The potential disastrous outcome of weak finances was illustrated in 2019 by the sad demise of Bury FC, which was expelled from the English Football League (EFL) after 125 years of membership for being unable to pay its bills. (Fans have since worked hard to rebuild the club, which now plays in a regional league.)
The saga at Bury showed how football clubs going into administration has a wider impact on local communities, with businesses losing custom and people losing jobs. The independent regulator is due to oversee changes that will seek to avoid a repeat of this happening elsewhere in the top five tiers of men’s football in England (Premier League, Championship, League One, League Two and the the National League).
The precise make up of the independent regulator – who will appoint the key personnel, where the funding will come from, what scope it will have in terms of sanctions and punishments – is yet to be made clear. But so far, the idea has received plenty of backing from the football world.
Fans appear supportive, as has the EFL. Research also indicates that regulators in other industries have been known to fix issues where the market has failed its customers (which in this case would be fans and local communities).
But not everyone is cheering. The Premier League has objected to the idea, fearing that increased requirements over financial reporting and monitoring may put off future investors. Research suggests they may have a point, and that heavy regulation can lead to inefficiency and reduced resources.
But despite those concerns, change to the financial side of football looks to be gaining momentum. Uefa has updated its regulations to limit squad costs to 70% of income for all clubs playing in European competitions .
And there have already been governance changes in English football since the publication of the fan-led review. The English Football Association brought in a rule to protect team strip colours and club crests from unwanted changes, as well as a code of governance which includes board member term limits and targets for diversity and inclusion.
All of these changes are designed to make the sport more resilient; to prevent the collapse of clubs which have been part of their communities for decades. Football fans throughout the leagues will be hoping they succeed.

---+---

▸ Complete the following
A - Answer these questions from the passage on football finances:
(i) For how many years had Bury FC been a member of the English Football League before its expulsion?
(ii) To what share of income has Uefa limited squad costs for clubs in European competitions?
(iii) Which body has objected to the idea of an independent regulator?
B - Repeat the passage on football finances word for word, from "The saga at" to "the football world.".
The lines that come next have no connection to the passage on football finances.

---+---

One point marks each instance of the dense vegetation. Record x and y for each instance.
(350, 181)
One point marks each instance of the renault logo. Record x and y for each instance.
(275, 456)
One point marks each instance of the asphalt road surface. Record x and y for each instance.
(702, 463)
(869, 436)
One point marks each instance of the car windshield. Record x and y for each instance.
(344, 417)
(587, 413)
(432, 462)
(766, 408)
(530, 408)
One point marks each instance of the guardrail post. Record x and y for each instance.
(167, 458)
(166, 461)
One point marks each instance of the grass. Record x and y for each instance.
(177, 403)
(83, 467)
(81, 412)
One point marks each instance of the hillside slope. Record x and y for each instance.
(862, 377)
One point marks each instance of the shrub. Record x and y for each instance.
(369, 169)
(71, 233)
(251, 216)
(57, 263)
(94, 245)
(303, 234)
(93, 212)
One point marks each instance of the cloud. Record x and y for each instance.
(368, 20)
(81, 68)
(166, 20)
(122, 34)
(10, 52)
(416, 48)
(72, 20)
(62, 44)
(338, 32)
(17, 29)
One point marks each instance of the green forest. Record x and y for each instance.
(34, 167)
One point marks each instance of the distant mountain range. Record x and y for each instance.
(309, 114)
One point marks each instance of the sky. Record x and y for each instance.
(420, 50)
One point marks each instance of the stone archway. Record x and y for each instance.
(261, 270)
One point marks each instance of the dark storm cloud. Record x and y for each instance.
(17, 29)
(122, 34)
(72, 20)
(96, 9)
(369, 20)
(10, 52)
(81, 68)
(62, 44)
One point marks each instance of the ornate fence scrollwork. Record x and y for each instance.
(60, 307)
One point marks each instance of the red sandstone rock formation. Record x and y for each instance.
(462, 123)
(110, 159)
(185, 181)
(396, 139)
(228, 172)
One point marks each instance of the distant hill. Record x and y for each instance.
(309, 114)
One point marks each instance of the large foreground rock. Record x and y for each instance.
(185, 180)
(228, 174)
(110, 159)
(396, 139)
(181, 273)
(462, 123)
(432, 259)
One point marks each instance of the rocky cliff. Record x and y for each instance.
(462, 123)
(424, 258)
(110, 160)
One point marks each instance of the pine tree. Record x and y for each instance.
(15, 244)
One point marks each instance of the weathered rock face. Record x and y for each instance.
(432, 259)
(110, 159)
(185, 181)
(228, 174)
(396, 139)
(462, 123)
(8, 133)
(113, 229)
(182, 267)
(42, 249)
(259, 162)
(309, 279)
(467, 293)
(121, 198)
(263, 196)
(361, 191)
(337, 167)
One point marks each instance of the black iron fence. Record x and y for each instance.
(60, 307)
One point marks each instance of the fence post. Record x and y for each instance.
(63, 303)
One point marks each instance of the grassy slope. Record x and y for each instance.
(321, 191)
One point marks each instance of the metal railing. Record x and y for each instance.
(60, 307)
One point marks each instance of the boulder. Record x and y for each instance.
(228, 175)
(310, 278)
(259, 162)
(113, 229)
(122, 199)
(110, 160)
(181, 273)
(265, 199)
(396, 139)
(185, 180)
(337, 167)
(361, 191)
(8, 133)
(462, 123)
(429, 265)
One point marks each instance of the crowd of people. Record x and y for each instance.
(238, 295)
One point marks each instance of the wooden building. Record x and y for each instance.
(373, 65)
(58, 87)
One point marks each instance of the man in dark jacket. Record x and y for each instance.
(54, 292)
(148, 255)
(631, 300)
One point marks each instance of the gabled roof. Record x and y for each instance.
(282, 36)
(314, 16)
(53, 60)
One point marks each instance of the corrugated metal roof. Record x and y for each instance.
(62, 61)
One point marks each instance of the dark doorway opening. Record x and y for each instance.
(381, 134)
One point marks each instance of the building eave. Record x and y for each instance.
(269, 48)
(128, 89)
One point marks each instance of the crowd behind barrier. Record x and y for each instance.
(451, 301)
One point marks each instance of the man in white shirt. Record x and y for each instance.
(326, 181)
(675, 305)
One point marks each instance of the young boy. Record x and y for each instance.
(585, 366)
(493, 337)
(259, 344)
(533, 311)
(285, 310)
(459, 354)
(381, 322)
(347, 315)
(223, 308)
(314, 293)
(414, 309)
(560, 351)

---+---

▸ Solutions by task
A -
(i) 125 years
(ii) 70%
(iii) The Premier League

B -
The saga at Bury showed how football clubs going into administration has a wider impact on local communities, with businesses losing custom and people losing jobs. The independent regulator is due to oversee changes that will seek to avoid a repeat of this happening elsewhere in the top five tiers of men’s football in England (Premier League, Championship, League One, League Two and the the National League).
The precise make up of the independent regulator – who will appoint the key personnel, where the funding will come from, what scope it will have in terms of sanctions and punishments – is yet to be made clear. But so far, the idea has received plenty of backing from the football world.